A block of data
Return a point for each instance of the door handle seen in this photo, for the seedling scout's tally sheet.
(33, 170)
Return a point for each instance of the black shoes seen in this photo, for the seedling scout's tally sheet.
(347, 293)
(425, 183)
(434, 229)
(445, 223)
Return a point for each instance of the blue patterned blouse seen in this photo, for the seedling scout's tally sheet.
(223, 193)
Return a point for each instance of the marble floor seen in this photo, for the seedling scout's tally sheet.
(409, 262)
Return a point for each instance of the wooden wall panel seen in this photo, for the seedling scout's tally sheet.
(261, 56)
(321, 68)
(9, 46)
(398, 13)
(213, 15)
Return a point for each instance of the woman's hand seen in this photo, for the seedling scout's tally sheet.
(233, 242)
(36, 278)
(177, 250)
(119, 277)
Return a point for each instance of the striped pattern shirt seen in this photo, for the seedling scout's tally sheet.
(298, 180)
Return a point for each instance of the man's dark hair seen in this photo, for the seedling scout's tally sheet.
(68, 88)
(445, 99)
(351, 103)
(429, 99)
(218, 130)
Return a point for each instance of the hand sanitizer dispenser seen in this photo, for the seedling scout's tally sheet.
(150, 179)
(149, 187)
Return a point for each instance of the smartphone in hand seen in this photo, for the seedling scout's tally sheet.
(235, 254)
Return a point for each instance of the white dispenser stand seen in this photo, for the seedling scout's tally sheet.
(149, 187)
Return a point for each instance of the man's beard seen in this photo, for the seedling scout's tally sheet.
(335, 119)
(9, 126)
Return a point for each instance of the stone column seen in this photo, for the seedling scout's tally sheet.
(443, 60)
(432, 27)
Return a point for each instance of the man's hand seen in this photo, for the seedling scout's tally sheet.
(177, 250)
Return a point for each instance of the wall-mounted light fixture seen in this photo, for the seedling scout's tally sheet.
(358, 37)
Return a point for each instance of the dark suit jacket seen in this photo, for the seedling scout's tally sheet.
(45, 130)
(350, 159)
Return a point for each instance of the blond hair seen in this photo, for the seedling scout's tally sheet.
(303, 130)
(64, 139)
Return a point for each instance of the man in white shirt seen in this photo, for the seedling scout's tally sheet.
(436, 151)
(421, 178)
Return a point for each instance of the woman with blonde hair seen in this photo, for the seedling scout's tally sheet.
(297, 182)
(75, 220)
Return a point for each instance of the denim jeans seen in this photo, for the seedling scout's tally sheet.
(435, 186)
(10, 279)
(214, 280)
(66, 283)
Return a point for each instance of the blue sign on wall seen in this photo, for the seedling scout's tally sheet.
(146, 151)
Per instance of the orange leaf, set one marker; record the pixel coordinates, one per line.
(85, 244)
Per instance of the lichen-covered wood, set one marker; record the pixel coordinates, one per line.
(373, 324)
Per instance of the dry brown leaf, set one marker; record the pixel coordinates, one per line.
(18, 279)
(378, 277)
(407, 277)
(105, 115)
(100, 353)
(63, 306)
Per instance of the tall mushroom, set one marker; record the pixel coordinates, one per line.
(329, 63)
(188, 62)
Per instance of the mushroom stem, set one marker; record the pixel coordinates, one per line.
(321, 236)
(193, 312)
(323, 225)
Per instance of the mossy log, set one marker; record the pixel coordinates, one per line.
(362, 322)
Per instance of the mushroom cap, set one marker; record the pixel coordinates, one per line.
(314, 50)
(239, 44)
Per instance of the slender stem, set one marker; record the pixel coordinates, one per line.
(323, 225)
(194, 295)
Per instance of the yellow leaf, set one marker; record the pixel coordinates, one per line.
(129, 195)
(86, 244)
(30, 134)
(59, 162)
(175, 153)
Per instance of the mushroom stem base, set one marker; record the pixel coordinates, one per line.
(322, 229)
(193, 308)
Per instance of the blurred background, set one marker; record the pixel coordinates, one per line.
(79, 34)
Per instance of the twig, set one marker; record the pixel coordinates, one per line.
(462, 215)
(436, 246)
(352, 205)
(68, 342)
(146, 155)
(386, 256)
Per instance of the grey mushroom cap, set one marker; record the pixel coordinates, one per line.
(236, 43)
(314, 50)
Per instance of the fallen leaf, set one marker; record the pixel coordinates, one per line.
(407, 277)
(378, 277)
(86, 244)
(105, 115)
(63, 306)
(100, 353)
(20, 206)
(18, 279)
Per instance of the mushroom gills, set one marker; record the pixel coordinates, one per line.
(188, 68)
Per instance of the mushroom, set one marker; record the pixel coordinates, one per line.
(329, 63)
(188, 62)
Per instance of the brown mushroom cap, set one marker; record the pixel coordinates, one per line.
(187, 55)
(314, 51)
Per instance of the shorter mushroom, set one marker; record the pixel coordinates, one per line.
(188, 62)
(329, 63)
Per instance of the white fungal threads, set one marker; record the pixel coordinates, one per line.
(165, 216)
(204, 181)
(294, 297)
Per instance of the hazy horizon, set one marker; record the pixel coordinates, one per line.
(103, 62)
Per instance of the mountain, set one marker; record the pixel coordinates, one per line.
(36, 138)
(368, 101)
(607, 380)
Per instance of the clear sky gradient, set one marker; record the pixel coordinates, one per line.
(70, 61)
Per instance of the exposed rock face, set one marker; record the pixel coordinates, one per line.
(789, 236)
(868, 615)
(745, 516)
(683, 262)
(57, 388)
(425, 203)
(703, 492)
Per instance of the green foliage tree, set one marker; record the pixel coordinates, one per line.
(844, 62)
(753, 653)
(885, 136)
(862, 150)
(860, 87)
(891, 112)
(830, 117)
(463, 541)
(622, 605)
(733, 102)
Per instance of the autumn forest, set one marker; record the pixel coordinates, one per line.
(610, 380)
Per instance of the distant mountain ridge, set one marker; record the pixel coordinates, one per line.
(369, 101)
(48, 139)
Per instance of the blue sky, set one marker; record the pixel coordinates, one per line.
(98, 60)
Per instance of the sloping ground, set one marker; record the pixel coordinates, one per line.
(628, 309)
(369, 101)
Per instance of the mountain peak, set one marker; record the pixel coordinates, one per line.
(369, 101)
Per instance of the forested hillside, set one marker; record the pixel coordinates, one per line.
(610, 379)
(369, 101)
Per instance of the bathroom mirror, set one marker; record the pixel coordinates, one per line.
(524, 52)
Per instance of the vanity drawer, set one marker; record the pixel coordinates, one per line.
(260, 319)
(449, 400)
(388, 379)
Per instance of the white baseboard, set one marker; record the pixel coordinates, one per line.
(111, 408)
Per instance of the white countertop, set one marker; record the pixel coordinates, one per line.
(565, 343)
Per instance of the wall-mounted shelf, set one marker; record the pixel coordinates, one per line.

THE REQUEST. What needs duplicating is the run of lines from the one containing "Per instance of the mountain peak, set" through the last line of the entries above, exact and complete.

EXERCISE RESULT.
Per instance of the mountain peak, set one marker; record the pixel coordinates, one per line.
(369, 101)
Per instance of the forested hillside, set one marker; record the pixel coordinates, one per line.
(610, 379)
(369, 101)
Per instance of the bathroom mirror, set one marker; record the pixel coordinates, one per line.
(524, 52)
Per instance of the vanity drawer, set one marker; record the pixel coordinates, one per line.
(260, 319)
(449, 400)
(388, 379)
Per instance of the white baseboard, set one marker; record the pixel coordinates, one per line.
(111, 408)
Per instance of the white countertop, set one marker; record the pixel coordinates, one per line.
(565, 343)
Per instance of the wall-mounted shelf, set one marker; record the pixel coordinates, one per line.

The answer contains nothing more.